EXERCISE BRIEF: Tally the lines below that contain the string "background", counting a match only when its case is identical, and reply with that number alone.

ENTRIES SHOWN:
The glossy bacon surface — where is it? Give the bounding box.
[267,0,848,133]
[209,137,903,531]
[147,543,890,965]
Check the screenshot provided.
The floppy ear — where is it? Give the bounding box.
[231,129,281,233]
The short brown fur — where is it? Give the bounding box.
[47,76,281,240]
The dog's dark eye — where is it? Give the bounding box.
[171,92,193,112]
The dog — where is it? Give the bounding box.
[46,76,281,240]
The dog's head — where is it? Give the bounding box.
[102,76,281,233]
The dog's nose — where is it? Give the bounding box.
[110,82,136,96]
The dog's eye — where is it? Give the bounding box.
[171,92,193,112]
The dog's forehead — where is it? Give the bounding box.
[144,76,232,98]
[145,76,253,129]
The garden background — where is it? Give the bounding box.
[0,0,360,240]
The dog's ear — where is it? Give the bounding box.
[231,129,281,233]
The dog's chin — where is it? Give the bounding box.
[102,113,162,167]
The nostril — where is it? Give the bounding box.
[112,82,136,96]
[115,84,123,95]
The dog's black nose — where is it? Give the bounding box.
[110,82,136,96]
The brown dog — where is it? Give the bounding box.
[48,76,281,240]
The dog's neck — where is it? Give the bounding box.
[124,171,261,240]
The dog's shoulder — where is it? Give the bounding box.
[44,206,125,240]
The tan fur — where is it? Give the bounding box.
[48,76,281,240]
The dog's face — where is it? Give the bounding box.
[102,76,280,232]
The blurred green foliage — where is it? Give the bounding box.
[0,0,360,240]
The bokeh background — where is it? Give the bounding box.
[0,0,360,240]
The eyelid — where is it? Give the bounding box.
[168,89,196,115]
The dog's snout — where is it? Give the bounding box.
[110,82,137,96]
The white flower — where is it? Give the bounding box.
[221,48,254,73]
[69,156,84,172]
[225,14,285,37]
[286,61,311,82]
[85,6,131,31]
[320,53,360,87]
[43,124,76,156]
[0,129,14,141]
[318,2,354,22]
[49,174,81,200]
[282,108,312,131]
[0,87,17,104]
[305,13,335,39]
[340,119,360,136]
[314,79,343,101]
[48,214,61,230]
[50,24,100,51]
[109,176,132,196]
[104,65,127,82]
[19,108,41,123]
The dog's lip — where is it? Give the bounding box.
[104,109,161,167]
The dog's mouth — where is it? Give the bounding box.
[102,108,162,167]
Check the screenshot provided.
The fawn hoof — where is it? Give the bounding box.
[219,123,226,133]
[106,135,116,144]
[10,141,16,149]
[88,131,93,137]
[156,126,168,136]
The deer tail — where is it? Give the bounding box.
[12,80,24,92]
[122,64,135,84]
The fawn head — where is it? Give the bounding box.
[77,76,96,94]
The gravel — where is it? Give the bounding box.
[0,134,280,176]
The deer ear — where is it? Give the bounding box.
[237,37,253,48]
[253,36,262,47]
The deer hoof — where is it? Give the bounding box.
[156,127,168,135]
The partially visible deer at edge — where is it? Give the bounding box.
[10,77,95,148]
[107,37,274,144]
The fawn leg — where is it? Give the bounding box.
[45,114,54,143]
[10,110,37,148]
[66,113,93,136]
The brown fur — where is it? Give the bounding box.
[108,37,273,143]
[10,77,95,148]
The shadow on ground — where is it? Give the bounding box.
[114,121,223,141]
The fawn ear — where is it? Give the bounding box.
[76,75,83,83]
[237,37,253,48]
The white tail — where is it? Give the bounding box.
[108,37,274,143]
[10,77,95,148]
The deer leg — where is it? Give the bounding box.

RESPONSE TO THE EXERCISE: 2